→ **What is being asked**
All lines holding the word "below" should be located in the records and copied.

(Stored records)

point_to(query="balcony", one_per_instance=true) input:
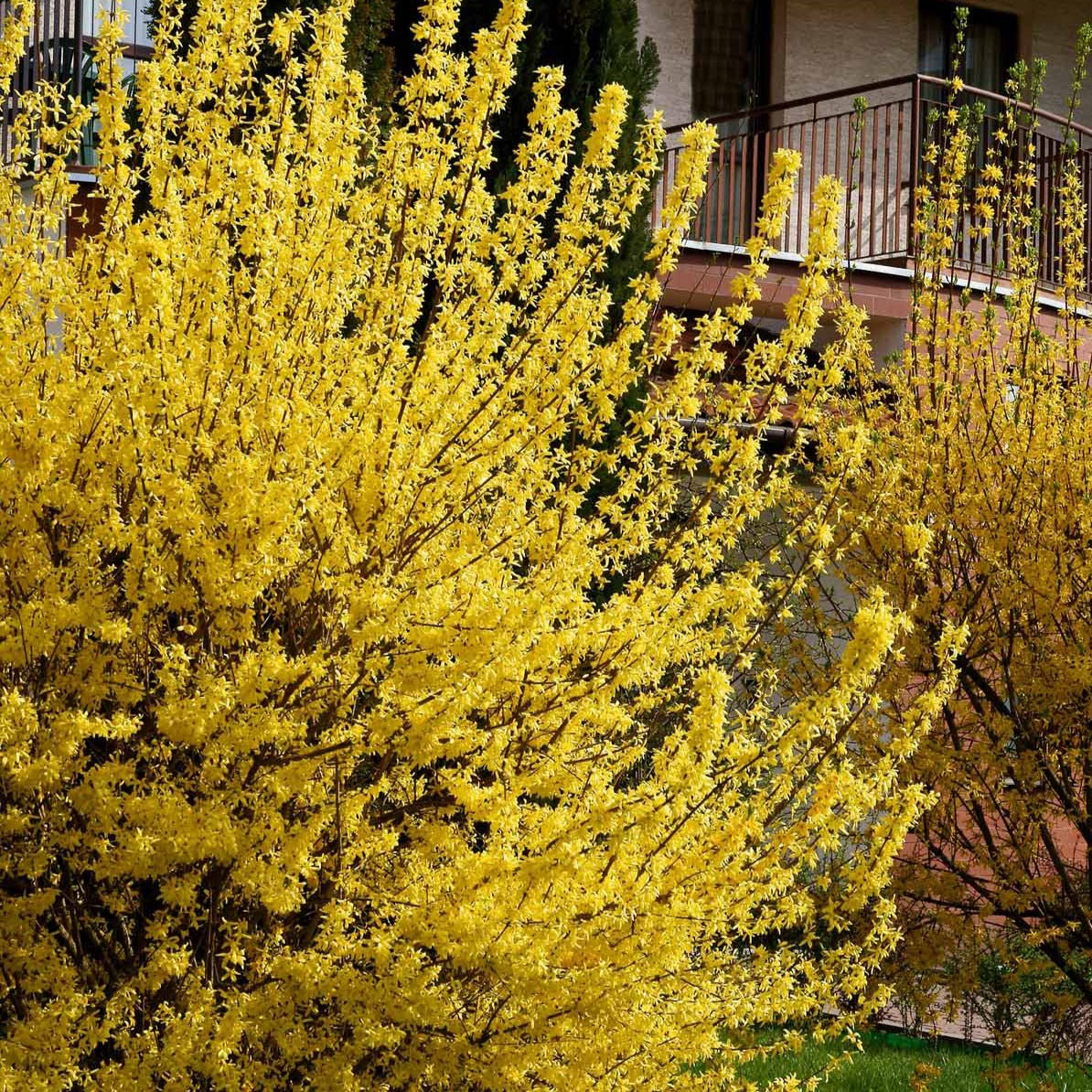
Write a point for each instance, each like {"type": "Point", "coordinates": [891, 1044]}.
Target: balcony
{"type": "Point", "coordinates": [876, 151]}
{"type": "Point", "coordinates": [60, 49]}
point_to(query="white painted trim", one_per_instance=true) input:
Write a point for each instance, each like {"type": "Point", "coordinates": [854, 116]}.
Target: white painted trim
{"type": "Point", "coordinates": [894, 271]}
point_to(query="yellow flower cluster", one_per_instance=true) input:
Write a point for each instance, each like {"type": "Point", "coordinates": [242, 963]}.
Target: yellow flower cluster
{"type": "Point", "coordinates": [366, 720]}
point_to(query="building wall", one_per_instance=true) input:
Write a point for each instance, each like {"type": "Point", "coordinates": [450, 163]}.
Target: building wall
{"type": "Point", "coordinates": [669, 23]}
{"type": "Point", "coordinates": [822, 45]}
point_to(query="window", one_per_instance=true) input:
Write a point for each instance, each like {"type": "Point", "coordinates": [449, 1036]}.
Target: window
{"type": "Point", "coordinates": [731, 56]}
{"type": "Point", "coordinates": [990, 47]}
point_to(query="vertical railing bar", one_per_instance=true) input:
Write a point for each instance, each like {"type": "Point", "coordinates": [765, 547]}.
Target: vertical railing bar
{"type": "Point", "coordinates": [731, 232]}
{"type": "Point", "coordinates": [811, 173]}
{"type": "Point", "coordinates": [838, 172]}
{"type": "Point", "coordinates": [915, 157]}
{"type": "Point", "coordinates": [860, 145]}
{"type": "Point", "coordinates": [872, 200]}
{"type": "Point", "coordinates": [720, 190]}
{"type": "Point", "coordinates": [887, 176]}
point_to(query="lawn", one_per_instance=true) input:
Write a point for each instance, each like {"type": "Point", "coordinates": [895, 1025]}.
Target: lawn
{"type": "Point", "coordinates": [889, 1062]}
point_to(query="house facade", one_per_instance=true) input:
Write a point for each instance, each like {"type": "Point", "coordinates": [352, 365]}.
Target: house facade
{"type": "Point", "coordinates": [775, 73]}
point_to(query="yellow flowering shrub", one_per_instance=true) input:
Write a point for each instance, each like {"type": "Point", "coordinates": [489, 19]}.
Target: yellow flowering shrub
{"type": "Point", "coordinates": [366, 720]}
{"type": "Point", "coordinates": [980, 514]}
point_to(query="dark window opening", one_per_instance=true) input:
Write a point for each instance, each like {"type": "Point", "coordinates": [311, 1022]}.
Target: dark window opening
{"type": "Point", "coordinates": [990, 50]}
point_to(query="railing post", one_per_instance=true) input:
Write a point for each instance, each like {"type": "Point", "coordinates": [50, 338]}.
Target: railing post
{"type": "Point", "coordinates": [915, 163]}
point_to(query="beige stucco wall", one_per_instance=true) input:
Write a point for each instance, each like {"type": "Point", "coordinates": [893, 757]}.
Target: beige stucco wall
{"type": "Point", "coordinates": [669, 23]}
{"type": "Point", "coordinates": [821, 45]}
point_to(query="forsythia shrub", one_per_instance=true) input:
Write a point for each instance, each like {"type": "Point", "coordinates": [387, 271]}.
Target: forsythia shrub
{"type": "Point", "coordinates": [354, 733]}
{"type": "Point", "coordinates": [980, 513]}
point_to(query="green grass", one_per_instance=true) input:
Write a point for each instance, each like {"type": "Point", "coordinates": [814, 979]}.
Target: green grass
{"type": "Point", "coordinates": [889, 1062]}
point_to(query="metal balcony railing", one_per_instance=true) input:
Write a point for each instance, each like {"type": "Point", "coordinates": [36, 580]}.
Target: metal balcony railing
{"type": "Point", "coordinates": [60, 50]}
{"type": "Point", "coordinates": [877, 154]}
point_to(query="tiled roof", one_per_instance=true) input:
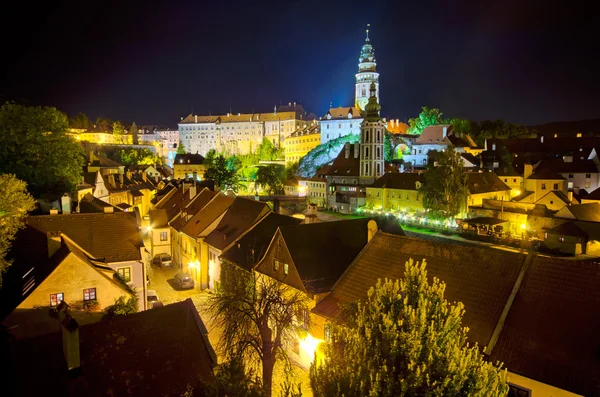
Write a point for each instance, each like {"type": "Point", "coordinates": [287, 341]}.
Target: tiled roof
{"type": "Point", "coordinates": [485, 182]}
{"type": "Point", "coordinates": [400, 181]}
{"type": "Point", "coordinates": [552, 332]}
{"type": "Point", "coordinates": [242, 214]}
{"type": "Point", "coordinates": [481, 278]}
{"type": "Point", "coordinates": [158, 352]}
{"type": "Point", "coordinates": [113, 237]}
{"type": "Point", "coordinates": [249, 249]}
{"type": "Point", "coordinates": [342, 113]}
{"type": "Point", "coordinates": [322, 251]}
{"type": "Point", "coordinates": [207, 215]}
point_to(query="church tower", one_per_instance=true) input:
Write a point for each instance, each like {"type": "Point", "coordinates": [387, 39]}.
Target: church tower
{"type": "Point", "coordinates": [366, 75]}
{"type": "Point", "coordinates": [372, 133]}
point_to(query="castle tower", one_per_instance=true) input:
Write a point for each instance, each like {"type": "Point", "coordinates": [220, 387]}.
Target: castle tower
{"type": "Point", "coordinates": [372, 133]}
{"type": "Point", "coordinates": [366, 75]}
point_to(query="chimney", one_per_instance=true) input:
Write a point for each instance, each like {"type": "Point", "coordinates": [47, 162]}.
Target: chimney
{"type": "Point", "coordinates": [371, 229]}
{"type": "Point", "coordinates": [70, 337]}
{"type": "Point", "coordinates": [527, 171]}
{"type": "Point", "coordinates": [54, 242]}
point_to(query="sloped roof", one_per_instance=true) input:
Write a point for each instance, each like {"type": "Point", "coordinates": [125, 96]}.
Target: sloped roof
{"type": "Point", "coordinates": [242, 214]}
{"type": "Point", "coordinates": [158, 352]}
{"type": "Point", "coordinates": [552, 332]}
{"type": "Point", "coordinates": [114, 237]}
{"type": "Point", "coordinates": [481, 278]}
{"type": "Point", "coordinates": [249, 249]}
{"type": "Point", "coordinates": [207, 215]}
{"type": "Point", "coordinates": [485, 182]}
{"type": "Point", "coordinates": [400, 181]}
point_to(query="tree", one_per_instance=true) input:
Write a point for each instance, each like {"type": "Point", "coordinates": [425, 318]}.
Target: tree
{"type": "Point", "coordinates": [406, 339]}
{"type": "Point", "coordinates": [15, 202]}
{"type": "Point", "coordinates": [445, 186]}
{"type": "Point", "coordinates": [426, 118]}
{"type": "Point", "coordinates": [35, 147]}
{"type": "Point", "coordinates": [218, 172]}
{"type": "Point", "coordinates": [271, 178]}
{"type": "Point", "coordinates": [135, 133]}
{"type": "Point", "coordinates": [258, 318]}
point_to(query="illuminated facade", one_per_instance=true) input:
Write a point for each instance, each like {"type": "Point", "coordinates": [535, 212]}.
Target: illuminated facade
{"type": "Point", "coordinates": [366, 75]}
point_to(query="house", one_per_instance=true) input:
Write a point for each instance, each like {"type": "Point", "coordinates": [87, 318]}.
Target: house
{"type": "Point", "coordinates": [547, 336]}
{"type": "Point", "coordinates": [49, 268]}
{"type": "Point", "coordinates": [240, 217]}
{"type": "Point", "coordinates": [110, 238]}
{"type": "Point", "coordinates": [396, 192]}
{"type": "Point", "coordinates": [189, 165]}
{"type": "Point", "coordinates": [129, 355]}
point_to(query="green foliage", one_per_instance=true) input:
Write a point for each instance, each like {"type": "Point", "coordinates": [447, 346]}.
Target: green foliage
{"type": "Point", "coordinates": [80, 121]}
{"type": "Point", "coordinates": [15, 203]}
{"type": "Point", "coordinates": [445, 187]}
{"type": "Point", "coordinates": [406, 339]}
{"type": "Point", "coordinates": [35, 148]}
{"type": "Point", "coordinates": [323, 154]}
{"type": "Point", "coordinates": [134, 133]}
{"type": "Point", "coordinates": [426, 118]}
{"type": "Point", "coordinates": [219, 172]}
{"type": "Point", "coordinates": [123, 307]}
{"type": "Point", "coordinates": [271, 178]}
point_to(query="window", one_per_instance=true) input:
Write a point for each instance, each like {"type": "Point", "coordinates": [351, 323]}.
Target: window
{"type": "Point", "coordinates": [89, 294]}
{"type": "Point", "coordinates": [55, 299]}
{"type": "Point", "coordinates": [125, 273]}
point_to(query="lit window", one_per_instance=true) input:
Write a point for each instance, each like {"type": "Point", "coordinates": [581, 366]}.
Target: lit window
{"type": "Point", "coordinates": [125, 273]}
{"type": "Point", "coordinates": [55, 299]}
{"type": "Point", "coordinates": [89, 294]}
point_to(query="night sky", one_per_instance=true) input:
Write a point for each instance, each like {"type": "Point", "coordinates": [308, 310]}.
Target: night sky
{"type": "Point", "coordinates": [152, 62]}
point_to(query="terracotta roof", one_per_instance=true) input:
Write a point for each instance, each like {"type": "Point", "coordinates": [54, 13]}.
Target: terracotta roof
{"type": "Point", "coordinates": [207, 215]}
{"type": "Point", "coordinates": [485, 182]}
{"type": "Point", "coordinates": [129, 355]}
{"type": "Point", "coordinates": [342, 113]}
{"type": "Point", "coordinates": [250, 248]}
{"type": "Point", "coordinates": [400, 181]}
{"type": "Point", "coordinates": [112, 237]}
{"type": "Point", "coordinates": [481, 278]}
{"type": "Point", "coordinates": [552, 332]}
{"type": "Point", "coordinates": [242, 214]}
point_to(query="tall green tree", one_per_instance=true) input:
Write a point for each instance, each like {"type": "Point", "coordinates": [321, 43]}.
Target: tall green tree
{"type": "Point", "coordinates": [444, 189]}
{"type": "Point", "coordinates": [426, 118]}
{"type": "Point", "coordinates": [258, 317]}
{"type": "Point", "coordinates": [15, 203]}
{"type": "Point", "coordinates": [218, 171]}
{"type": "Point", "coordinates": [135, 133]}
{"type": "Point", "coordinates": [35, 147]}
{"type": "Point", "coordinates": [406, 339]}
{"type": "Point", "coordinates": [271, 178]}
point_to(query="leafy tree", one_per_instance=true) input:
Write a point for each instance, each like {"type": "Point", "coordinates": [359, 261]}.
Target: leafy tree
{"type": "Point", "coordinates": [218, 172]}
{"type": "Point", "coordinates": [406, 339]}
{"type": "Point", "coordinates": [35, 147]}
{"type": "Point", "coordinates": [135, 133]}
{"type": "Point", "coordinates": [444, 189]}
{"type": "Point", "coordinates": [271, 178]}
{"type": "Point", "coordinates": [258, 316]}
{"type": "Point", "coordinates": [426, 118]}
{"type": "Point", "coordinates": [15, 202]}
{"type": "Point", "coordinates": [80, 121]}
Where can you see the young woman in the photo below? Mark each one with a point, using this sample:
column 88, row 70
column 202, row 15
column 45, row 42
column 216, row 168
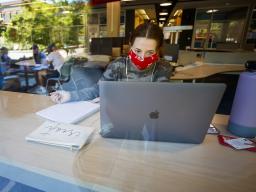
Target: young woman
column 141, row 64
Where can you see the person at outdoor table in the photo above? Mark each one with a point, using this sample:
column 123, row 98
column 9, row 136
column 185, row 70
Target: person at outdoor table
column 8, row 81
column 55, row 60
column 39, row 57
column 141, row 64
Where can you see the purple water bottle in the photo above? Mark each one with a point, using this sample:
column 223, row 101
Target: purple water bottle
column 242, row 120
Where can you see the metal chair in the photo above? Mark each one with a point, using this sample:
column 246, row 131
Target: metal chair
column 64, row 77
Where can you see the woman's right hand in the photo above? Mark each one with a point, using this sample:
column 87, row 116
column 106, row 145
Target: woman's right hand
column 60, row 96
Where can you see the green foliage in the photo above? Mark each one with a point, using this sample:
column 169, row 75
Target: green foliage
column 43, row 23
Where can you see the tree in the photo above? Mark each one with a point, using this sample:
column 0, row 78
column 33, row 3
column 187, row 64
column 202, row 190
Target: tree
column 43, row 23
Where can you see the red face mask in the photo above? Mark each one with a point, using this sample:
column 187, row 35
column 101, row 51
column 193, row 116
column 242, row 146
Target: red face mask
column 143, row 63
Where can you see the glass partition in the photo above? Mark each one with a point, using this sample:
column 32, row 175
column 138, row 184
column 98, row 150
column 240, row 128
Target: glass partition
column 219, row 28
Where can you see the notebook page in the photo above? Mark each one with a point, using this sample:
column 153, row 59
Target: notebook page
column 71, row 112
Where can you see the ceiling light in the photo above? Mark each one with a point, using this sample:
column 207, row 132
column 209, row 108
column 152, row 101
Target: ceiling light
column 165, row 4
column 178, row 12
column 163, row 13
column 212, row 11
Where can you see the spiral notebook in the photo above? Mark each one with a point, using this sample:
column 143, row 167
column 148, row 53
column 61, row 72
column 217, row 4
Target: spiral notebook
column 71, row 112
column 62, row 135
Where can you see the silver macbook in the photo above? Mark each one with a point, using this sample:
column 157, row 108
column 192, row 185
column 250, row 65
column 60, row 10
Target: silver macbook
column 170, row 112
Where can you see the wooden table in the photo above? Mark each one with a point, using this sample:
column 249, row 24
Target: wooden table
column 116, row 165
column 206, row 70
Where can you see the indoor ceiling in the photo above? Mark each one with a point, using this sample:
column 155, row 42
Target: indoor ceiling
column 153, row 8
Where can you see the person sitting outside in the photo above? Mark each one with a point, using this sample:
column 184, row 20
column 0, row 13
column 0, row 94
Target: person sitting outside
column 9, row 81
column 39, row 57
column 55, row 60
column 141, row 64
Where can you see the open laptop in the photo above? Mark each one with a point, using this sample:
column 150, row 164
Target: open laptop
column 158, row 111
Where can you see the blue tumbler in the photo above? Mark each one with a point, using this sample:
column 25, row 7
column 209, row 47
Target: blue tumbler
column 242, row 120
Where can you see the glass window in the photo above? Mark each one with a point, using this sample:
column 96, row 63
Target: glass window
column 219, row 28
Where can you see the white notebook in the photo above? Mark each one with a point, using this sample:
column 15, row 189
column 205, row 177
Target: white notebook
column 71, row 112
column 61, row 135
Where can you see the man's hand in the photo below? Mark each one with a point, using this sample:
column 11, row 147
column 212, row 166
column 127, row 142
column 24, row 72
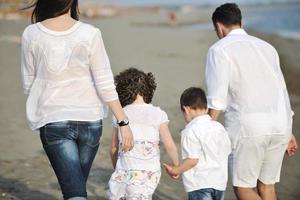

→ **Exercise answer**
Where can you see the young woman in the photo below? Mark each one with a point, using this sample:
Where can you see the man's hand in the photo below? Mark each one with a point, using this sample:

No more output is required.